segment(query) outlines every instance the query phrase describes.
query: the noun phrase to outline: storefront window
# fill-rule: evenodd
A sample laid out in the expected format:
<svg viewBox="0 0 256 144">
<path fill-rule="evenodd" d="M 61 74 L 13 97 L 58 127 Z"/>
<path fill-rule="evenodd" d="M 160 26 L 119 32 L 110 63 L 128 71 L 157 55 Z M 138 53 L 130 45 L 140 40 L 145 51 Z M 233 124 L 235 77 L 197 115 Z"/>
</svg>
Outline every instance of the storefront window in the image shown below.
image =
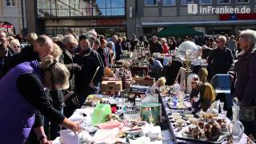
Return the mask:
<svg viewBox="0 0 256 144">
<path fill-rule="evenodd" d="M 80 35 L 82 34 L 86 33 L 86 31 L 90 30 L 91 29 L 94 29 L 98 34 L 103 34 L 106 38 L 110 38 L 114 34 L 117 34 L 118 36 L 126 36 L 126 26 L 108 26 L 108 27 L 68 27 L 68 26 L 61 26 L 61 27 L 54 27 L 54 26 L 47 26 L 45 29 L 45 34 L 47 35 L 50 35 L 52 37 L 58 36 L 58 34 L 63 34 L 69 30 L 73 31 L 77 35 Z"/>
<path fill-rule="evenodd" d="M 212 0 L 200 0 L 199 4 L 200 5 L 211 5 Z"/>
<path fill-rule="evenodd" d="M 218 4 L 230 4 L 230 0 L 218 0 Z"/>
<path fill-rule="evenodd" d="M 250 0 L 237 0 L 237 3 L 250 3 Z"/>
<path fill-rule="evenodd" d="M 145 0 L 146 6 L 157 6 L 158 2 L 157 0 Z"/>
<path fill-rule="evenodd" d="M 125 16 L 125 1 L 126 0 L 38 0 L 38 16 Z"/>
<path fill-rule="evenodd" d="M 182 6 L 186 6 L 187 4 L 193 4 L 194 0 L 181 0 Z"/>
<path fill-rule="evenodd" d="M 176 0 L 162 0 L 162 6 L 175 6 Z"/>
<path fill-rule="evenodd" d="M 17 0 L 6 0 L 6 6 L 17 6 Z"/>
</svg>

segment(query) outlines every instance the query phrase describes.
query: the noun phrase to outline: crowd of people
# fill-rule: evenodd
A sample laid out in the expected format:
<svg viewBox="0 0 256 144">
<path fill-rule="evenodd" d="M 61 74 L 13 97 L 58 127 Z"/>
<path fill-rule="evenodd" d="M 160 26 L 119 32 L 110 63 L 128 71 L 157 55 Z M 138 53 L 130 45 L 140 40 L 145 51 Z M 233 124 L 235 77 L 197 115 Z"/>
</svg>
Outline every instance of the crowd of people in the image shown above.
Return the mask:
<svg viewBox="0 0 256 144">
<path fill-rule="evenodd" d="M 185 41 L 201 46 L 202 58 L 209 64 L 211 77 L 234 70 L 234 96 L 241 102 L 242 111 L 250 109 L 250 114 L 254 114 L 254 30 L 242 30 L 237 38 L 220 35 L 206 41 L 194 37 L 159 39 L 157 36 L 148 40 L 146 36 L 138 38 L 134 34 L 131 40 L 117 35 L 108 38 L 95 31 L 52 38 L 31 33 L 22 38 L 1 30 L 0 114 L 3 118 L 0 123 L 5 131 L 0 135 L 2 142 L 49 143 L 46 135 L 50 139 L 58 137 L 59 125 L 74 132 L 81 131 L 79 123 L 66 118 L 83 105 L 86 96 L 99 93 L 104 69 L 112 67 L 123 50 L 133 51 L 137 46 L 142 46 L 149 48 L 151 54 L 171 54 Z M 162 63 L 152 58 L 149 63 L 150 74 L 160 78 L 162 74 L 158 72 L 163 69 Z M 255 136 L 256 114 L 254 117 L 242 122 L 246 133 Z M 14 135 L 15 138 L 12 138 Z"/>
</svg>

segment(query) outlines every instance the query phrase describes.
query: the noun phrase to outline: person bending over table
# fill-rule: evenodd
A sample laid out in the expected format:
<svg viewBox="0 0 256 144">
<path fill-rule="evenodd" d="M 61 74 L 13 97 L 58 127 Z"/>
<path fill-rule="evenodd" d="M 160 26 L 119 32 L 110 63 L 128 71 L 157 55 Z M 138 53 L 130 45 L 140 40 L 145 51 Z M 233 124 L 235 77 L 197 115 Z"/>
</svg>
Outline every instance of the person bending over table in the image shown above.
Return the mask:
<svg viewBox="0 0 256 144">
<path fill-rule="evenodd" d="M 52 56 L 46 56 L 40 65 L 31 61 L 10 69 L 0 80 L 1 143 L 25 143 L 32 128 L 41 143 L 49 143 L 40 112 L 52 122 L 80 132 L 81 126 L 55 110 L 44 92 L 44 87 L 67 88 L 69 76 L 65 65 Z"/>
<path fill-rule="evenodd" d="M 234 66 L 234 97 L 240 102 L 239 119 L 245 133 L 256 138 L 256 31 L 242 31 L 239 45 L 242 51 Z"/>
</svg>

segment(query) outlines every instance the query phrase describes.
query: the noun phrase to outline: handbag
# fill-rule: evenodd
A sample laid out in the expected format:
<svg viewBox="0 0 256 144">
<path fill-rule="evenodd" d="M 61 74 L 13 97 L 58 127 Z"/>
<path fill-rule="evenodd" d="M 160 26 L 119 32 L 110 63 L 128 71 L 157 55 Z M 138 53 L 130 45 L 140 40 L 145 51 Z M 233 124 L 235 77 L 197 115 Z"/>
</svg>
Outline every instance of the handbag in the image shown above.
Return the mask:
<svg viewBox="0 0 256 144">
<path fill-rule="evenodd" d="M 240 106 L 239 119 L 245 122 L 252 122 L 255 119 L 256 106 Z"/>
</svg>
————————
> **What you will do**:
Reproduce every line of the records above without alteration, leaving out the pictures.

> **Reply to the exercise**:
segment(query) outlines every instance the query phrase describes.
query: the noun phrase to outline: storefront window
# fill-rule: evenodd
A sample laid out in the expected format:
<svg viewBox="0 0 256 144">
<path fill-rule="evenodd" d="M 61 74 L 13 97 L 58 127 Z"/>
<path fill-rule="evenodd" d="M 160 26 L 119 32 L 110 63 L 128 71 L 157 55 Z M 138 53 L 130 45 L 140 40 L 145 51 Z M 233 124 L 235 77 L 197 115 Z"/>
</svg>
Outline every instance of the storefront window in the image shown below.
image =
Return the mask:
<svg viewBox="0 0 256 144">
<path fill-rule="evenodd" d="M 80 35 L 82 34 L 86 33 L 86 31 L 90 30 L 91 29 L 94 29 L 98 34 L 103 34 L 106 38 L 110 38 L 114 34 L 117 34 L 118 36 L 126 36 L 126 26 L 108 26 L 108 27 L 68 27 L 68 26 L 61 26 L 61 27 L 54 27 L 54 26 L 47 26 L 45 29 L 45 34 L 47 35 L 50 35 L 52 37 L 58 36 L 58 34 L 63 34 L 69 30 L 73 31 L 77 35 Z"/>
<path fill-rule="evenodd" d="M 212 0 L 200 0 L 199 4 L 200 5 L 211 5 Z"/>
<path fill-rule="evenodd" d="M 218 4 L 230 4 L 230 0 L 218 0 Z"/>
<path fill-rule="evenodd" d="M 250 0 L 237 0 L 237 3 L 250 3 Z"/>
<path fill-rule="evenodd" d="M 145 0 L 146 6 L 157 6 L 158 2 L 157 0 Z"/>
<path fill-rule="evenodd" d="M 125 16 L 125 1 L 126 0 L 38 0 L 38 16 Z"/>
<path fill-rule="evenodd" d="M 182 6 L 186 6 L 187 4 L 193 4 L 194 0 L 181 0 Z"/>
<path fill-rule="evenodd" d="M 176 0 L 162 0 L 162 6 L 175 6 Z"/>
<path fill-rule="evenodd" d="M 17 0 L 6 0 L 6 6 L 17 6 Z"/>
</svg>

segment(query) outlines every instance the query phrase describes.
query: the noun phrase to outline: crowd of people
# fill-rule: evenodd
A sample laid out in the expected format:
<svg viewBox="0 0 256 144">
<path fill-rule="evenodd" d="M 61 74 L 13 97 L 58 127 Z"/>
<path fill-rule="evenodd" d="M 160 26 L 119 32 L 110 63 L 128 71 L 157 55 Z M 138 53 L 130 45 L 140 40 L 145 51 Z M 233 124 L 235 77 L 197 115 Z"/>
</svg>
Outline every instance of the crowd of people in the image shown above.
Return the mask:
<svg viewBox="0 0 256 144">
<path fill-rule="evenodd" d="M 185 41 L 201 46 L 202 58 L 209 64 L 211 77 L 234 70 L 234 96 L 241 102 L 242 111 L 250 109 L 250 114 L 254 114 L 254 30 L 242 30 L 237 38 L 220 35 L 206 41 L 194 37 L 159 39 L 157 36 L 148 40 L 146 36 L 138 38 L 134 34 L 131 40 L 117 35 L 108 38 L 95 31 L 52 38 L 31 33 L 22 38 L 1 30 L 0 114 L 3 118 L 0 123 L 5 131 L 0 135 L 2 142 L 49 143 L 46 135 L 50 139 L 58 137 L 59 125 L 74 132 L 81 131 L 79 123 L 66 118 L 83 105 L 86 96 L 99 93 L 104 69 L 112 67 L 123 50 L 133 51 L 137 46 L 142 46 L 149 48 L 151 54 L 171 54 Z M 162 63 L 152 58 L 149 63 L 150 74 L 160 78 L 162 74 L 158 72 L 163 69 Z M 255 136 L 256 114 L 254 117 L 242 122 L 246 133 Z M 14 135 L 15 138 L 12 138 Z"/>
</svg>

segment(query) outlines every instance the query phrase describes.
query: the noun phrase to outline: person bending over table
# fill-rule: evenodd
A sample laid out in the expected format:
<svg viewBox="0 0 256 144">
<path fill-rule="evenodd" d="M 61 74 L 13 97 L 58 127 Z"/>
<path fill-rule="evenodd" d="M 160 26 L 119 32 L 110 63 L 128 71 L 157 55 Z M 138 53 L 130 45 L 140 40 L 145 51 Z M 233 124 L 235 77 L 197 115 Z"/>
</svg>
Outline every instance of the person bending over table in the image shown above.
Return the mask:
<svg viewBox="0 0 256 144">
<path fill-rule="evenodd" d="M 52 56 L 46 56 L 40 65 L 31 61 L 10 69 L 0 80 L 1 143 L 25 143 L 32 128 L 41 143 L 49 143 L 40 112 L 52 122 L 80 132 L 81 126 L 55 110 L 44 92 L 44 87 L 67 88 L 69 76 L 65 65 Z"/>
<path fill-rule="evenodd" d="M 234 66 L 234 97 L 240 102 L 239 119 L 245 133 L 256 138 L 256 31 L 242 31 L 239 45 L 242 51 Z"/>
</svg>

segment(query) outlines every instance the query phrase describes.
query: the noun phrase to outline: handbag
# fill-rule: evenodd
A sample laid out in the expected format:
<svg viewBox="0 0 256 144">
<path fill-rule="evenodd" d="M 61 74 L 13 97 L 58 127 Z"/>
<path fill-rule="evenodd" d="M 160 26 L 119 32 L 110 63 L 128 71 L 157 55 Z M 138 53 L 130 45 L 140 40 L 145 51 Z M 233 124 L 235 77 L 197 115 Z"/>
</svg>
Outline every instance of the handbag in the image shown above.
Return the mask:
<svg viewBox="0 0 256 144">
<path fill-rule="evenodd" d="M 240 106 L 239 119 L 245 122 L 252 122 L 255 119 L 256 106 Z"/>
</svg>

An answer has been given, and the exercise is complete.